### [Stated goal]
Reproduce the scraper-bot lab instructions below word for word, from start to finish.

In this activity you will review the logs and determine what the scraper-bot is attacking. You will then use the information gleaned from the request logs to create an additional endpoint rule to handle the scraper traffic. Lastly you will check your request logs after adding the scraper endpoint rule.

  1. Review your request log and the application to determine which endpoint is being attacked

    and which HTTP method is being used. If you need help refer to Lab1 Task1 Steps 1->3

  1. Now that we discovered the attacked endpoint lets add it to our Bot Protection policy.

    Following the directions from Lab2 Task1 Steps 3 -> 9 we can add a new endpoint to

    your policy named scraper-sec based on what we discovered in our logs.

    Hint Only one HTTP method is permitted in this new endpoint rule.

  1. Run the scraper attack and test your policy. What do you see in your request logs?

### [Region annotation items]
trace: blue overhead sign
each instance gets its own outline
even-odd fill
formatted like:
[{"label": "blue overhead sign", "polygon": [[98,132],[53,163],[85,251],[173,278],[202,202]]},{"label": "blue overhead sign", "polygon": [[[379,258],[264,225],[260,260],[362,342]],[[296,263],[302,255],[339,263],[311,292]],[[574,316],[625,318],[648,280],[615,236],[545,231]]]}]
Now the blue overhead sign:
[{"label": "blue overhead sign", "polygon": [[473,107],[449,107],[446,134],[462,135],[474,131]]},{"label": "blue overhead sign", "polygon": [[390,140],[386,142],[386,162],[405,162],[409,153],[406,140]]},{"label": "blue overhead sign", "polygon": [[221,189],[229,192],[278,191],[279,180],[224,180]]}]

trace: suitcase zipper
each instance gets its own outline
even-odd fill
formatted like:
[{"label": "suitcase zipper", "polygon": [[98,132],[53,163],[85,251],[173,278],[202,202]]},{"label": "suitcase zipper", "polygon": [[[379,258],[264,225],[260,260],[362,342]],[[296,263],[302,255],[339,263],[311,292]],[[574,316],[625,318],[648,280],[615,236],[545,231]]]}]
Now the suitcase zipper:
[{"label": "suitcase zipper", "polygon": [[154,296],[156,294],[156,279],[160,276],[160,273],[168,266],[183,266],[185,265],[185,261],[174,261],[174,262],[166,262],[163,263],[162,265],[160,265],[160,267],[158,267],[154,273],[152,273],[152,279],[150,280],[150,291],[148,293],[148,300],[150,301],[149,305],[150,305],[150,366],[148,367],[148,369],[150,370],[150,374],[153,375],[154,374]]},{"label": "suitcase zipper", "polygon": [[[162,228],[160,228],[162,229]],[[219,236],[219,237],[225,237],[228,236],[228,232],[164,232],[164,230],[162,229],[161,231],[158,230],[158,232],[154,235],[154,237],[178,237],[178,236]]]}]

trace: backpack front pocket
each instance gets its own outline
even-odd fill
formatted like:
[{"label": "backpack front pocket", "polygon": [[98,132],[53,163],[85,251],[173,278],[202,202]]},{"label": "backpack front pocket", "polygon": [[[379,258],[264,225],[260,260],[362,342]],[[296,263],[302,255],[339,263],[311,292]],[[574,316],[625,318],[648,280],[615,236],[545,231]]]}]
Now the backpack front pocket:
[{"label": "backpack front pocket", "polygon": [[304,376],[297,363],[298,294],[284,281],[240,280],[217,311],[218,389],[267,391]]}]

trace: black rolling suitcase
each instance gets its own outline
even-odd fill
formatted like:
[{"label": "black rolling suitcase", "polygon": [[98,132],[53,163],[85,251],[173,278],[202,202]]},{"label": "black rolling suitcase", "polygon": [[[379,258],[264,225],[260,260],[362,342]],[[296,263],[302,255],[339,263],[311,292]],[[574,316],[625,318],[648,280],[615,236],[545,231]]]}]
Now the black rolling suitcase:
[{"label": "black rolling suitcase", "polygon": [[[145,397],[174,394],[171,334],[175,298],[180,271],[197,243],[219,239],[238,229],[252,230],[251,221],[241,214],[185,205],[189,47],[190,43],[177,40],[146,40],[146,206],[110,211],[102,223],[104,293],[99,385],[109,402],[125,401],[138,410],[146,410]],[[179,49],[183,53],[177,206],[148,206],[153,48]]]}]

### [The answer]
In this activity you will review the logs and determine what the scraper-bot is attacking. You will then use the information gleaned from the request logs to create an additional endpoint rule to handle the scraper traffic. Lastly you will check your request logs after adding the scraper endpoint rule.

  1. Review your request log and the application to determine which endpoint is being attacked

    and which HTTP method is being used. If you need help refer to Lab1 Task1 Steps 1->3

  1. Now that we discovered the attacked endpoint lets add it to our Bot Protection policy.

    Following the directions from Lab2 Task1 Steps 3 -> 9 we can add a new endpoint to

    your policy named scraper-sec based on what we discovered in our logs.

    Hint Only one HTTP method is permitted in this new endpoint rule.

  1. Run the scraper attack and test your policy. What do you see in your request logs?